= Tâches à réaliser =
A – Restituez mot pour mot le passage du texte sur la poésie de l'échec, depuis « Étonnante, cette quête » jusqu'à « Oui, le monde. ».
B – Reprenez le texte sur la poésie de l'échec à partir de l'endroit où il s'arrête et poursuivez-le.

= Extrait du texte =
|---|

LA POÉSIE DE L'ÉCHEC - Cie MARJOLAINE MINOT

Étonnante, cette quête incessante de la perfection. Surprenante, cette obsession du zéro défaut. Ce lisse absolu, sur lequel tout doit glisser, comme l’eau sur les plumes d’un canard. Le politiquement correct et le rouge à lèvres qui ne file pas. Pas de pensées paradoxales. Pas d’élans trop tempétueux. Pas d’émotions trop fortes. Pas de passions dévastatrices... Place à l’ennui de l’uniformité et de la monotonie. Modération et réussite sont les mots d'ordre.



Réussir sa vie, ses études, son couple. Coller aux schémas, aux rêves que les autres font parfois pour nous. Plier l'échine et regarder le sol. Oui Maman. Oui, Papa. Oui, le monde.

|---|

= Extraits de données d'annotation par points =
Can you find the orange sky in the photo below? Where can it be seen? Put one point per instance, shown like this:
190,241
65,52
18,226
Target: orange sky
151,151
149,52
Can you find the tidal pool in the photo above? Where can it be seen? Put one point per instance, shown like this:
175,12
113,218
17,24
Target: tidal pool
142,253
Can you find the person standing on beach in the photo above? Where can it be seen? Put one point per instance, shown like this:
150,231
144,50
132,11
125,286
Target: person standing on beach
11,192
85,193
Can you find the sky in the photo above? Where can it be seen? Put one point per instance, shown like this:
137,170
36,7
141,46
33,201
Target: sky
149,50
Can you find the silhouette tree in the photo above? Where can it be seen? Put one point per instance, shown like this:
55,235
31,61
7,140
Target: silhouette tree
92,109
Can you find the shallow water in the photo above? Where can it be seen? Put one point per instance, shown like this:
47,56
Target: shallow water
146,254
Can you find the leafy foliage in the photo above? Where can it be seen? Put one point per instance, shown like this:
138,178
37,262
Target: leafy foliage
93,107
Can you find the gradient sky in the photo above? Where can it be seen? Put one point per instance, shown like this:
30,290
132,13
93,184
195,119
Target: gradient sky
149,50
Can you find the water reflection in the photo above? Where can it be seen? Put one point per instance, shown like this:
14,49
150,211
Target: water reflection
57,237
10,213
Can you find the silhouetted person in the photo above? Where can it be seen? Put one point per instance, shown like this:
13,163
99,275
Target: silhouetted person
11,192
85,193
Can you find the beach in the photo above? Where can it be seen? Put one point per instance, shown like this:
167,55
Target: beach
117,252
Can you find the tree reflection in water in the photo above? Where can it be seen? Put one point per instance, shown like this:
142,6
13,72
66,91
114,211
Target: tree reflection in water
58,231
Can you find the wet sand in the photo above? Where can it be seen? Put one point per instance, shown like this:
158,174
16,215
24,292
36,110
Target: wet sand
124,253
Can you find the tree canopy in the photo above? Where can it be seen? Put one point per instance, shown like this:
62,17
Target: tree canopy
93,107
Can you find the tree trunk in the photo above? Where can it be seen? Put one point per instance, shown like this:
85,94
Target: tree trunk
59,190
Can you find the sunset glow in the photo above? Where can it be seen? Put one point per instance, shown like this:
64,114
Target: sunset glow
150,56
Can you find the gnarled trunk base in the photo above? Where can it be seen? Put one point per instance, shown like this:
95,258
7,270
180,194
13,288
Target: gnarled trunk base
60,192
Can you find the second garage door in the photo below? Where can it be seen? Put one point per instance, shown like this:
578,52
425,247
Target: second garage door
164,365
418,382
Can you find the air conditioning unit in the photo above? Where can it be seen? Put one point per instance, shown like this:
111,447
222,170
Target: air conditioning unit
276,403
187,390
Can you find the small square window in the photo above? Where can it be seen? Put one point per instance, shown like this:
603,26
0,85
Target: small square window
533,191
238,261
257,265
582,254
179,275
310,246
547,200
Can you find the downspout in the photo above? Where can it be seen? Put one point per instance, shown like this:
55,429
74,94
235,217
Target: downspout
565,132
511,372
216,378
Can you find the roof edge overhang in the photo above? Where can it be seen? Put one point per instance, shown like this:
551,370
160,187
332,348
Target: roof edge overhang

|---|

= Réponses par tâche =
A –
Étonnante, cette quête incessante de la perfection. Surprenante, cette obsession du zéro défaut. Ce lisse absolu, sur lequel tout doit glisser, comme l’eau sur les plumes d’un canard. Le politiquement correct et le rouge à lèvres qui ne file pas. Pas de pensées paradoxales. Pas d’élans trop tempétueux. Pas d’émotions trop fortes. Pas de passions dévastatrices... Place à l’ennui de l’uniformité et de la monotonie. Modération et réussite sont les mots d'ordre.



Réussir sa vie, ses études, son couple. Coller aux schémas, aux rêves que les autres font parfois pour nous. Plier l'échine et regarder le sol. Oui Maman. Oui, Papa. Oui, le monde.

B –
Et si on aimait les tornades? Les vents fous. Les esprits libres. Les herbes hautes et les jardins en désordre. Les cheveux en bataille, décoiffés par des mains aimantes. Les draps défaits, encore chauds de la nuit. Les rouges à lèvres qui filent sur les joues d’avoir embrassé goulûment. Les vernis écaillés parce qu’on a gratté la terre en s’improvisant apprenti jardinier. Élever des chèvres dans le Larzac plutôt que de dévorer le code civil. Les plats trop poivrés, parce qu'une main dans la nuque nous a distrait. Les ratures dans les lettres, qui montrent qu’on a cherché le bon mot, plusieurs fois. Les cœurs qui débordent, comme des torrents indisciplinés. L’indécence d’un regard. Vous rougissez? Tant mieux. Le mascara qui coule sous des caresses... Les mots qui s’embouteillent à la frontière des lèvres. Ils finissent par sortir, dans le désordre, parce que nous sommes troublés. Même si cela n’a ni queue ni tête... Se sentir maladroit-es, livré-es à l’imprévu...



La perfection est ennui. Les défauts sont à chérir. Ils nous donnent du charme. De la vie. De l’humanité. Il faut aimer les aspérités, parce qu’on peut s’y accrocher... Parfois même sans le vouloir, comme un ongle fendu sur un bas nylon.
Soyons nous-mêmes, poursuivons nos rêves et nos envies, faisons exploser les schémas. C'est le message tendre et poétique que nous livre la Compagnie Marjolaine Minot.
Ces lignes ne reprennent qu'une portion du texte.